Selected excerpt -
= = = = = = =
The exception I mentioned to the separation of academic and athletic budgets is this (and it is particularly significant for football programs): contributions and other sources of revenue for the athletics programs are used in significant part to pay tuition and fees for the student-athletes, and that transfer of funds then becomes part of the academic budget. If the football programs and the football student-athletes were eliminated from the university, those funds would disappear from the academic budget, likely reducing funding to a greater extent than it would reduce academic costs.
A further important factor is that successful athletic programs provide positive marketing exposure for the university as a whole and have been proven to aid greatly in increasing contributions to academic or general fund solicitations.
Quote: Docmkl, I have never reviewed the data on a national basis. For the schools that I am familiar with, the academic programs and the athletic programs are funded from completely separate sources (with one exception, noted later.) Eliminating the athletic programs would not mean more funds would be available for the academic programs. As for football programs specifically, I find some of your data difficult to believe. Many successful football programs are typically credited with generating excess funds that support the numerous non-revenue or limited-revenue sports. Of course, I am including not just the revenue from ticket sales but also radio/TV revenue, contributions designated for athletic programs, game concession and parking revenues, etc.
= = = = = = =
Dataset content -
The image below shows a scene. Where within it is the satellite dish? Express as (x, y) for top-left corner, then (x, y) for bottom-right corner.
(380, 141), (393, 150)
= = = = = = =
Reproduce verbatim everything in the passage on athletic and academic budgets from "A further important" down to "general fund solicitations.".

Final answer -
A further important factor is that successful athletic programs provide positive marketing exposure for the university as a whole and have been proven to aid greatly in increasing contributions to academic or general fund solicitations.